- Your objective
There is one span to output from the data below: the lines starting at the line with "Phrase: brown shoe" and ending at the line with "of the grey". Output it exactly, ends included, nothing more.

Segment Start: Recorded data

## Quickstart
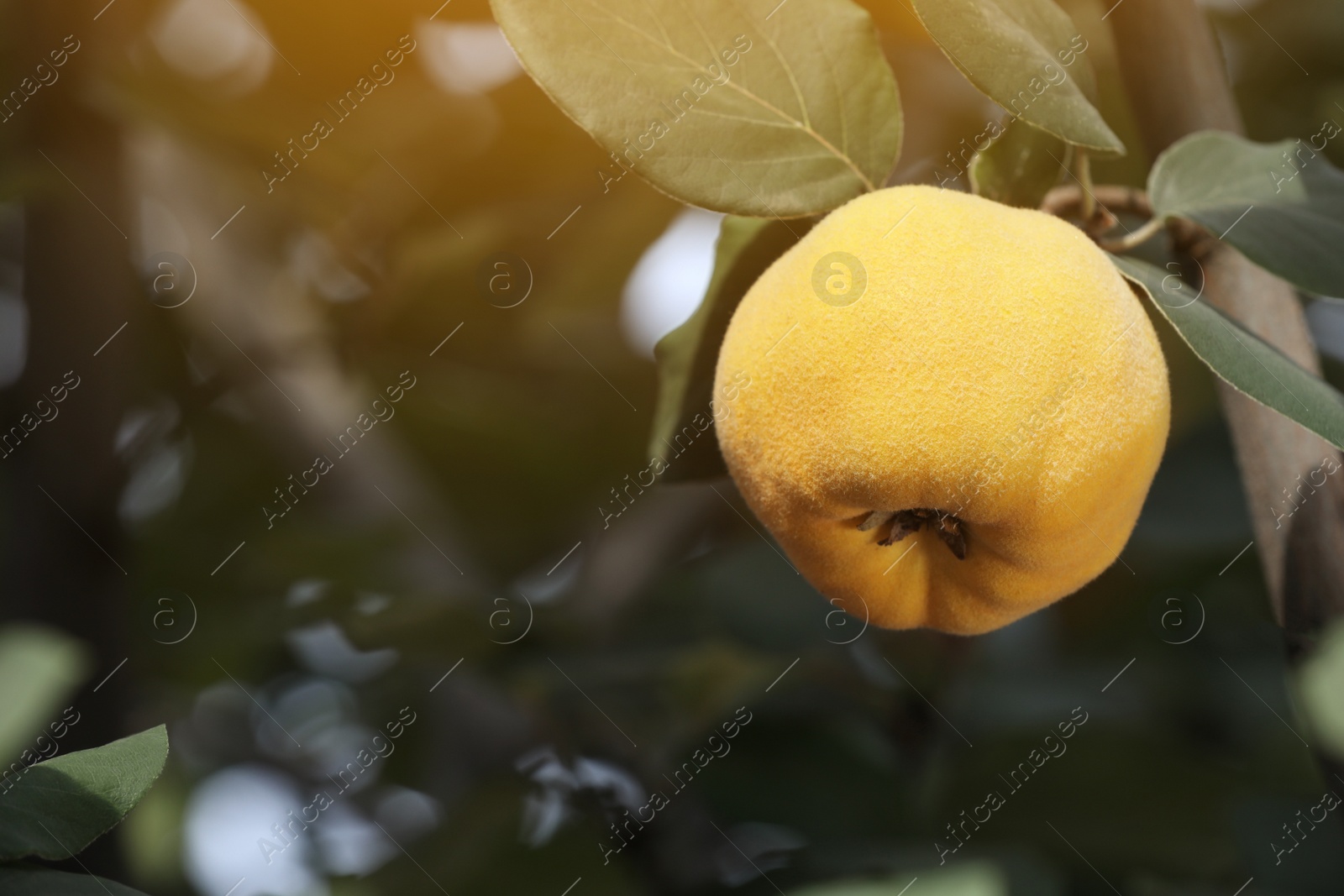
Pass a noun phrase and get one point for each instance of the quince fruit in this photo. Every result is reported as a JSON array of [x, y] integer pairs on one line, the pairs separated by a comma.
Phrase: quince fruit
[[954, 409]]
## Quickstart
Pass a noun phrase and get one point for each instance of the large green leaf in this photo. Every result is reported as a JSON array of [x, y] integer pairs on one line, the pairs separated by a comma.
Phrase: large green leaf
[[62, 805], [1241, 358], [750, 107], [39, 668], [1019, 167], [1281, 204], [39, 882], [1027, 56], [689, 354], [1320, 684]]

Segment End: Recorded data
Segment Start: Recorded data

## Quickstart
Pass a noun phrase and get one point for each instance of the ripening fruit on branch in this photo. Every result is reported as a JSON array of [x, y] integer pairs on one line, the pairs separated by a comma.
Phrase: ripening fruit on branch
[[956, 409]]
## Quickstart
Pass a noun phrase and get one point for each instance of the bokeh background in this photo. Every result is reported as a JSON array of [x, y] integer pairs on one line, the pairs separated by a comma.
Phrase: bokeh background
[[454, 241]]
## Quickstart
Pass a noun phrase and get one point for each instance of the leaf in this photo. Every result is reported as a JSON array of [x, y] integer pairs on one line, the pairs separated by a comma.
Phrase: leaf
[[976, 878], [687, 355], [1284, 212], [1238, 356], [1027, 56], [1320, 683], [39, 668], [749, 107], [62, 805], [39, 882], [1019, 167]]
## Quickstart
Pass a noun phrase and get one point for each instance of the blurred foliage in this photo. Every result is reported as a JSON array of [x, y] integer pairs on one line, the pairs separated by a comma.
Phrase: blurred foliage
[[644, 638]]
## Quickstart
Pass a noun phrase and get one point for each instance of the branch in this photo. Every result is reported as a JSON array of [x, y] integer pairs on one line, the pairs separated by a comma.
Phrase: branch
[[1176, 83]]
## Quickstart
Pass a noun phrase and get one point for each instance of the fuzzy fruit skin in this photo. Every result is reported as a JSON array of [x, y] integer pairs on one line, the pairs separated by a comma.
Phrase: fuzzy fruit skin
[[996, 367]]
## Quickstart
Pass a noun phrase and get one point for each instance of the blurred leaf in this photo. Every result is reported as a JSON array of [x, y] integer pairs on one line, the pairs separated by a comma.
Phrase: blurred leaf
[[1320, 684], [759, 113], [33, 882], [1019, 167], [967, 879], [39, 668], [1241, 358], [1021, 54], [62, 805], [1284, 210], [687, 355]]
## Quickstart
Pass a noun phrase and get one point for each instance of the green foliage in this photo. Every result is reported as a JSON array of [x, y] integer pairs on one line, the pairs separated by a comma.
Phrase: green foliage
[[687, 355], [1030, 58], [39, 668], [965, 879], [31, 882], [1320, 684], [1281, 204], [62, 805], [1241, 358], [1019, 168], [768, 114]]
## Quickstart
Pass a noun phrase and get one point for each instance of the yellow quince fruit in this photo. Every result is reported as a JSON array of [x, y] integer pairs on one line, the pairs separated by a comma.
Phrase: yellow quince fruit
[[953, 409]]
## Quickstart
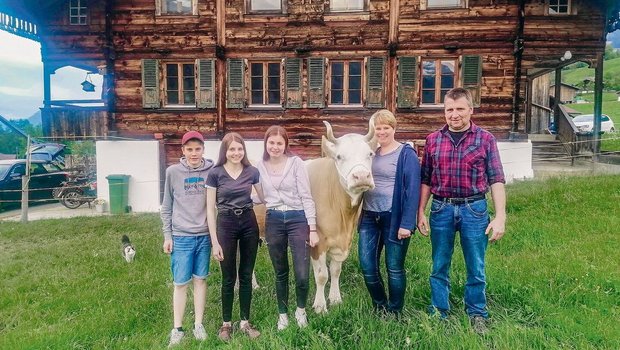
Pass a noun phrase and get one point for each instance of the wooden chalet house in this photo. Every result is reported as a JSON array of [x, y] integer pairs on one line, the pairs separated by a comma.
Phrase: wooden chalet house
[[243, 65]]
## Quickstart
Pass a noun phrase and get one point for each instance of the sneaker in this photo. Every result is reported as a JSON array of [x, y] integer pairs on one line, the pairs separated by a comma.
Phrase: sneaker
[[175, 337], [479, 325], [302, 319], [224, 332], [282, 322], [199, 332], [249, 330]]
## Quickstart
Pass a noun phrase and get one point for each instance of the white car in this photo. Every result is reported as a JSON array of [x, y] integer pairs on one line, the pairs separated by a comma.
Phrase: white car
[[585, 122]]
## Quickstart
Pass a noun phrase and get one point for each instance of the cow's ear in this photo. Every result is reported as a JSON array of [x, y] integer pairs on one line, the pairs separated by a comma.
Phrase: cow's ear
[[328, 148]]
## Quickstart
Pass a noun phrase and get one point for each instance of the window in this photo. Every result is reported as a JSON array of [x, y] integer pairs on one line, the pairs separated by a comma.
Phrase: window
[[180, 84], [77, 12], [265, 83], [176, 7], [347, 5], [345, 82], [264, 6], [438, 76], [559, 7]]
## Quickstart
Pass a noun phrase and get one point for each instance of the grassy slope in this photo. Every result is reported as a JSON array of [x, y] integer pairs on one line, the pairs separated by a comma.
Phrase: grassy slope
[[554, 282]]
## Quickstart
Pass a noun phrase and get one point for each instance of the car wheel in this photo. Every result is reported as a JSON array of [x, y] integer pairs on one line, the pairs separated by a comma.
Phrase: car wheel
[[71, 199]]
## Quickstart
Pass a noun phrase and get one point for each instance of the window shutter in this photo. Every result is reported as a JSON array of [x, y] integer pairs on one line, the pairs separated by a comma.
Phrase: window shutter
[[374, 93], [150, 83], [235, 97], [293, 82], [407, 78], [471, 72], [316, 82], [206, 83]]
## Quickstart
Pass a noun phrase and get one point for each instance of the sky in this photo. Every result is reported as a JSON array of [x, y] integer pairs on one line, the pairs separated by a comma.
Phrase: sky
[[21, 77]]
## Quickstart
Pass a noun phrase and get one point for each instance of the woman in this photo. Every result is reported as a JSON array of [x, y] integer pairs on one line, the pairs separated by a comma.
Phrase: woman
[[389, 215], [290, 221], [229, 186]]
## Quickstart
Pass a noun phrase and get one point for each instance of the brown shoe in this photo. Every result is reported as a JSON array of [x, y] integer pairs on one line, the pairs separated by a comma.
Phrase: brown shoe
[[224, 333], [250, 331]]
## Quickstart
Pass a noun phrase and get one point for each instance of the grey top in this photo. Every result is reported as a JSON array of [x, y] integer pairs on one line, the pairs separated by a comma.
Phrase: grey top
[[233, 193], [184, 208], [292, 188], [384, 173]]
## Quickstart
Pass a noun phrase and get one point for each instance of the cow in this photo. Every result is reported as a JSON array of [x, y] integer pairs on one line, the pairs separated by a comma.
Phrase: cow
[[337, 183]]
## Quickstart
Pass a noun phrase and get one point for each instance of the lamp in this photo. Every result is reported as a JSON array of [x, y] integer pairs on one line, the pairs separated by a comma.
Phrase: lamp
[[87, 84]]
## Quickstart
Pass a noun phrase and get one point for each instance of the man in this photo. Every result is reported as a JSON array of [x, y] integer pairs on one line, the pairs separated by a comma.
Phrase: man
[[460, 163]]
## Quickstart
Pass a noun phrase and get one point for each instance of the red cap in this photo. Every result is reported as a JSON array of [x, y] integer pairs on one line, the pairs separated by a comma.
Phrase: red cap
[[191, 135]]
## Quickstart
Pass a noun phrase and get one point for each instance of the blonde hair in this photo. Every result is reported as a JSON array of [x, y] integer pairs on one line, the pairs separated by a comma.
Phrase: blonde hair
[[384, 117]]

Segment End: Recorded data

- Result below
Phrase: brown shoe
[[224, 333], [250, 331]]
## Quickstart
Pass a noun phrase and get one point for each instance of the grey top in this photo. Every result is reported as a JSON array of [x, y] integer pairs on one line, the pairs separated by a comma.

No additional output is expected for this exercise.